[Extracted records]
****

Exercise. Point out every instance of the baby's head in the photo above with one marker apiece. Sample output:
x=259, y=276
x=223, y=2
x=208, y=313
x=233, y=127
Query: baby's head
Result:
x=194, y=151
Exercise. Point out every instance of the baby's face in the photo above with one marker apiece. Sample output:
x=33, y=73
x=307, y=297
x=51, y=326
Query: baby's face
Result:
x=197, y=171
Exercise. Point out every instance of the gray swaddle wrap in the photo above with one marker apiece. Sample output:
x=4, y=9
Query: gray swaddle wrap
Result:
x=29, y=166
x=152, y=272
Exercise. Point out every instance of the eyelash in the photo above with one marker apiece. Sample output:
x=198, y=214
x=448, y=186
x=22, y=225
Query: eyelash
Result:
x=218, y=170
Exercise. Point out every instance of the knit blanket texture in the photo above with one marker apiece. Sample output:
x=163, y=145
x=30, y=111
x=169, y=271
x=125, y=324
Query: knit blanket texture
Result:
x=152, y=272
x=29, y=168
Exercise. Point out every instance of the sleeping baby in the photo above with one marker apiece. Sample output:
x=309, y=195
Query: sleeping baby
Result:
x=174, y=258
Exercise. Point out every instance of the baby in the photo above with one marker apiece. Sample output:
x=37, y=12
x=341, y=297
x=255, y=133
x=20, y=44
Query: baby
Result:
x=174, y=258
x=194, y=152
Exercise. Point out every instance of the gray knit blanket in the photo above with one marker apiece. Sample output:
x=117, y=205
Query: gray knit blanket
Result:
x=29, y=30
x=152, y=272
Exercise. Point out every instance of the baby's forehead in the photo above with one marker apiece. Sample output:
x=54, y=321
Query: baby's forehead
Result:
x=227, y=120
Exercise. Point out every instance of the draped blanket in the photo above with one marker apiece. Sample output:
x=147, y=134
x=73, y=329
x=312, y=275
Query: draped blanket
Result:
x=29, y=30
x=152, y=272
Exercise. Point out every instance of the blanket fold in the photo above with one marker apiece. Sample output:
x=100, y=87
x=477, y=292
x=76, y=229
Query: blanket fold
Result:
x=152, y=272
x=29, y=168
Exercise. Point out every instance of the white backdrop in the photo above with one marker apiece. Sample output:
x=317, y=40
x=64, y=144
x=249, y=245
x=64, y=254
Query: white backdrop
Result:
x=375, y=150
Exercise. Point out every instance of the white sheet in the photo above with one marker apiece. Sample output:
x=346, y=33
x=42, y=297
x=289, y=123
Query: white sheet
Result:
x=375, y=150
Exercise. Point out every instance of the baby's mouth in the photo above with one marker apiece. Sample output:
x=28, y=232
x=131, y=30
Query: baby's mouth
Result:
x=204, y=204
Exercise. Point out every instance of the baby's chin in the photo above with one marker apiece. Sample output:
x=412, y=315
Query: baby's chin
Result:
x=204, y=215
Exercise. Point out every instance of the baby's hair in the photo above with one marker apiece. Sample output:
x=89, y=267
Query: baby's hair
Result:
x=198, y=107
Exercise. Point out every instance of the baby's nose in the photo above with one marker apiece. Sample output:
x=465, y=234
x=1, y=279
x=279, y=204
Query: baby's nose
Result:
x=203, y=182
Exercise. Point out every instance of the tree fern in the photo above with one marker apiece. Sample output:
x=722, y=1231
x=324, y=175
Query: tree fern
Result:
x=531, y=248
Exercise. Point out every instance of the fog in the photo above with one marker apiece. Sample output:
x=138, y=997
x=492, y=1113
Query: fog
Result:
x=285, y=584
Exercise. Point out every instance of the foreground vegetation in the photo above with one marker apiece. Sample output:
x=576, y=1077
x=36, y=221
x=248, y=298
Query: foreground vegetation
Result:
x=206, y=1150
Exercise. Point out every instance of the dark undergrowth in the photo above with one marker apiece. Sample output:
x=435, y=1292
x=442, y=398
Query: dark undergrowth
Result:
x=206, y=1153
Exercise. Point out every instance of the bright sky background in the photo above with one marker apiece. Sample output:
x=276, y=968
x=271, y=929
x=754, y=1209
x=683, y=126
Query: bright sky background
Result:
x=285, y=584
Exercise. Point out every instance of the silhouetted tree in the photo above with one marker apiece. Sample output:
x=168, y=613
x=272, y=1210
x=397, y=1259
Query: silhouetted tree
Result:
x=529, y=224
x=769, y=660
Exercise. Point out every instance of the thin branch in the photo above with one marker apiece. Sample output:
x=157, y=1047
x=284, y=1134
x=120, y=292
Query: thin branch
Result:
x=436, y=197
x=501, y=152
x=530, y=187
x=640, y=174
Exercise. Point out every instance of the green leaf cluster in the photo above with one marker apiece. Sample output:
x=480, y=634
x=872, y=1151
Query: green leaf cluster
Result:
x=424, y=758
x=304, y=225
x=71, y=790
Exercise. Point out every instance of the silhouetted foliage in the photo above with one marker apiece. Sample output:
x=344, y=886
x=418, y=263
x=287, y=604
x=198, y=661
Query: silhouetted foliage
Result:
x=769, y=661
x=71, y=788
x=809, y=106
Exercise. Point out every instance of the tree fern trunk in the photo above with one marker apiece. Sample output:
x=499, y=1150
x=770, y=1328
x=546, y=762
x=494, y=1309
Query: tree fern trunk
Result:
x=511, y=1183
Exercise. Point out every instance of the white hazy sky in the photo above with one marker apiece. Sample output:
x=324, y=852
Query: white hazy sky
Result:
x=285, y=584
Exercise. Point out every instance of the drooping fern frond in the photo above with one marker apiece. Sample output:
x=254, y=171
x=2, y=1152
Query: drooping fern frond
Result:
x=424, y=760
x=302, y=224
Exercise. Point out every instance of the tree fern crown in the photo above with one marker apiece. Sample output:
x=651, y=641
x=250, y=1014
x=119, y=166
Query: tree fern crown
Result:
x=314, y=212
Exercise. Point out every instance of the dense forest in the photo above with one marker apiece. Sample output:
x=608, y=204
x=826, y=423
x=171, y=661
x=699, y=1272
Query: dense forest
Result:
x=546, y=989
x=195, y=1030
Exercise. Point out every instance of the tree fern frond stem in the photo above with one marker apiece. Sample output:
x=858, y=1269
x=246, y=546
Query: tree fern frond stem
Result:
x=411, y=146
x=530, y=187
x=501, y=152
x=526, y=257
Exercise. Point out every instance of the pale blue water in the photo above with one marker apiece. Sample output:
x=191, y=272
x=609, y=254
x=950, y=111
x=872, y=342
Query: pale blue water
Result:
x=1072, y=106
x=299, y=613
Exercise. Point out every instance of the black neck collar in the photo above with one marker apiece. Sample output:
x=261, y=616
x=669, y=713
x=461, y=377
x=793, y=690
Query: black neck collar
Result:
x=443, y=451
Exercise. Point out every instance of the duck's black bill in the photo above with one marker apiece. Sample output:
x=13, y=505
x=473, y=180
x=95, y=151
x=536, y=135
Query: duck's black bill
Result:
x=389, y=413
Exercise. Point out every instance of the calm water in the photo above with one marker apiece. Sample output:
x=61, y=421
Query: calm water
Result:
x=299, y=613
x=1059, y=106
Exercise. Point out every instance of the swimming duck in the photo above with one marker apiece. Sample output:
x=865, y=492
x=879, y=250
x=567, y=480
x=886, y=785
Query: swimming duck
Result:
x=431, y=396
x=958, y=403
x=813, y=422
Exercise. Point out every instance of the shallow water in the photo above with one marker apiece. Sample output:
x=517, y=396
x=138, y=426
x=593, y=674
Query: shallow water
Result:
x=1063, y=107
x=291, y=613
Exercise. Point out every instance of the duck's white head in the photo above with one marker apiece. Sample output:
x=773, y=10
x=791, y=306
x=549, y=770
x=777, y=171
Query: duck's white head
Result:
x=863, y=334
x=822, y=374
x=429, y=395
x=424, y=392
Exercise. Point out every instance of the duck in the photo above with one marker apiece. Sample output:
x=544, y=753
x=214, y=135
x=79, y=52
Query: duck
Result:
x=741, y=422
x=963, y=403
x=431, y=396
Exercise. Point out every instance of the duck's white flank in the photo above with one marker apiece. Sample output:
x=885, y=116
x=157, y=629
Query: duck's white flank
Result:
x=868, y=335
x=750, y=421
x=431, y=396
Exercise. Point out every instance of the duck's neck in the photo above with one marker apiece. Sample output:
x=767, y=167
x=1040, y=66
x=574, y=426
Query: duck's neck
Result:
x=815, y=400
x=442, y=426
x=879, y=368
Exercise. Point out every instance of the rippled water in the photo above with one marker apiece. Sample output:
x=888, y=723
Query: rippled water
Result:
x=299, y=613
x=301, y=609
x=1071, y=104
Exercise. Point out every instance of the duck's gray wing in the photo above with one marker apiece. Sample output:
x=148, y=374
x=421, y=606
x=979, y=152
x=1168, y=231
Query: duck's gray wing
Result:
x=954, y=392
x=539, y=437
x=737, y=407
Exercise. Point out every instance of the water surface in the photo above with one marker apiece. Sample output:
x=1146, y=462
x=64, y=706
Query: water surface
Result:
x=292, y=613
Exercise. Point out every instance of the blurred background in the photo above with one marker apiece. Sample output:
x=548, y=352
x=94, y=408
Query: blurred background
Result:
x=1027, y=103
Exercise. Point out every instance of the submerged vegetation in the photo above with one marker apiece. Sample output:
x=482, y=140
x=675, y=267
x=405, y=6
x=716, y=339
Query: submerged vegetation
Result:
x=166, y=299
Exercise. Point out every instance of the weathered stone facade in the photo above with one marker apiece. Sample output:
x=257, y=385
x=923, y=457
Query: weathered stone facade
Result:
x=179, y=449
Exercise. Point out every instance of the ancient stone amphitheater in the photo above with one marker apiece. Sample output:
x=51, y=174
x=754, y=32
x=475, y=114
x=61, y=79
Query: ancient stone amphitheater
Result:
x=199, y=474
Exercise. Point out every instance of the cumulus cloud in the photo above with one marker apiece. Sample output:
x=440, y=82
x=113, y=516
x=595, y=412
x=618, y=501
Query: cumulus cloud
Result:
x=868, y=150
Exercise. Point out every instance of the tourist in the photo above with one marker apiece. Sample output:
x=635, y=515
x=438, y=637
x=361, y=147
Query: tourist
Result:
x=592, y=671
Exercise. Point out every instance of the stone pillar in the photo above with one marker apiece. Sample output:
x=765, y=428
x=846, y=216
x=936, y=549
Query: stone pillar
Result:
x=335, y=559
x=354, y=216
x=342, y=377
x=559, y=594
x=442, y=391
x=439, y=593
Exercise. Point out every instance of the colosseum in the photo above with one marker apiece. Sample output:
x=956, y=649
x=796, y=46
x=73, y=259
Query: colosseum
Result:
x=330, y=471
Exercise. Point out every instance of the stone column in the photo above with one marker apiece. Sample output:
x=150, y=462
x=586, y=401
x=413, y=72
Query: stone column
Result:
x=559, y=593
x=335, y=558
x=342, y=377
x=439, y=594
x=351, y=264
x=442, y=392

****

- **Instructions for the task**: Update the lines of the material starting at the one containing "Exercise. Point out every instance of the colosseum" and ending at the one containing "x=330, y=471" by replacing "colosseum" with "amphitheater" and changing nothing else. Return only those lines.

- **Task solution**:
Exercise. Point out every instance of the amphitheater in the photo above with one marker apiece. Sample output:
x=956, y=649
x=796, y=46
x=73, y=259
Query: amphitheater
Result:
x=330, y=471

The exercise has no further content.